# AIM
Show each line of the material below that contains the word "handle", matching case exactly.

# INPUT
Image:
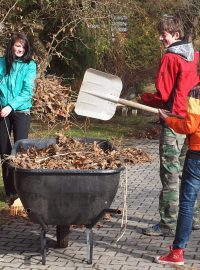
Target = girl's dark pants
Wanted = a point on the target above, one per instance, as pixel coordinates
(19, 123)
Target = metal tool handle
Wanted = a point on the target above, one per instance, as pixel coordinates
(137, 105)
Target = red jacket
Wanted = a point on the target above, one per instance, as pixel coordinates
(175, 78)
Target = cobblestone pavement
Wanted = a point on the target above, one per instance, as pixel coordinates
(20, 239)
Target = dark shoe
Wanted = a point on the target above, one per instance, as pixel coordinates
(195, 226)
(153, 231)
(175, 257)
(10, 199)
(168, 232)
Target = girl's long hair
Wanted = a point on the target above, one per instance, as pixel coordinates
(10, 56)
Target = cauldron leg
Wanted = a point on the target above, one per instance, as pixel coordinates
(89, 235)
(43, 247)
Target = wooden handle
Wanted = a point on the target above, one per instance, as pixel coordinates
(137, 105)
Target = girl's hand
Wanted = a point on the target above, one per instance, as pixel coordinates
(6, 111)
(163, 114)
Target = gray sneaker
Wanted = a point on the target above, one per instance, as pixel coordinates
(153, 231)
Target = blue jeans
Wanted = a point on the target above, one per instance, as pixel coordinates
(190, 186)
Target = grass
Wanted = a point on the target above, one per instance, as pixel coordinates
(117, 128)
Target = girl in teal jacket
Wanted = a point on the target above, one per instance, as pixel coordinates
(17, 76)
...
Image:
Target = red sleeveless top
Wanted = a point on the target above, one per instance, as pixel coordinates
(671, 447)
==
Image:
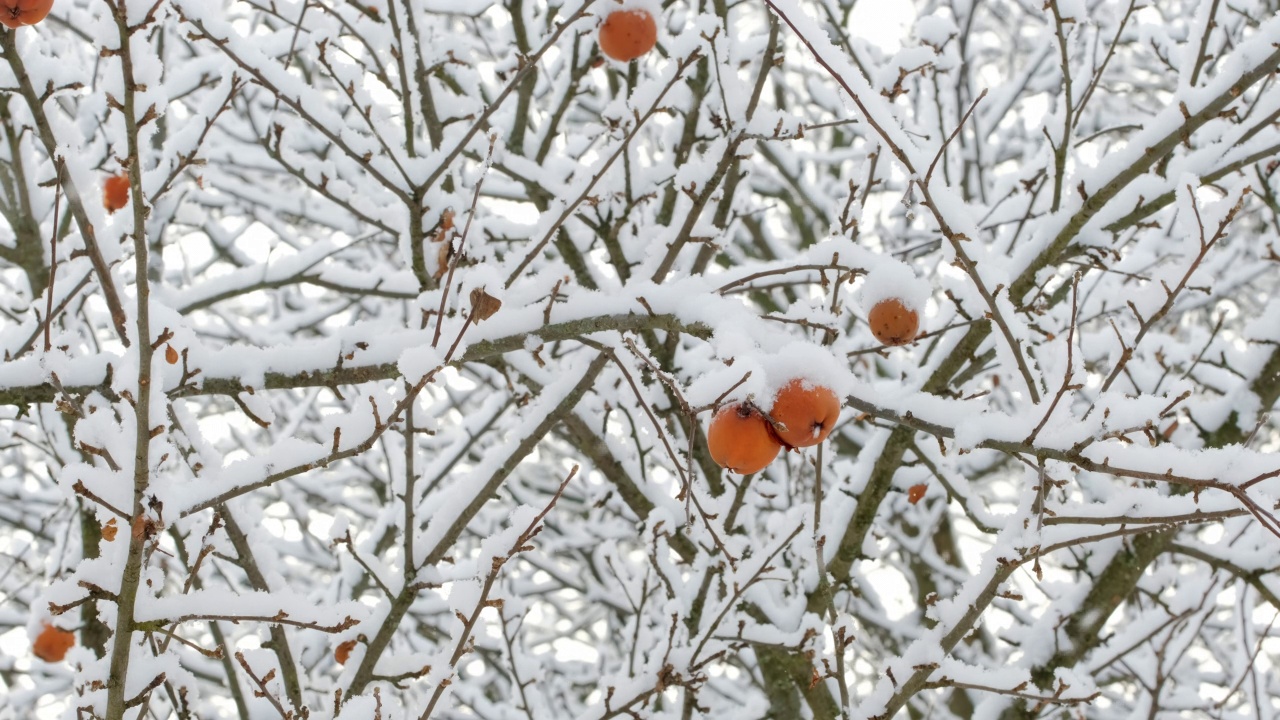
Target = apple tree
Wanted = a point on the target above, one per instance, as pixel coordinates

# THE OUTPUT
Target = metal tool handle
Target = wooden handle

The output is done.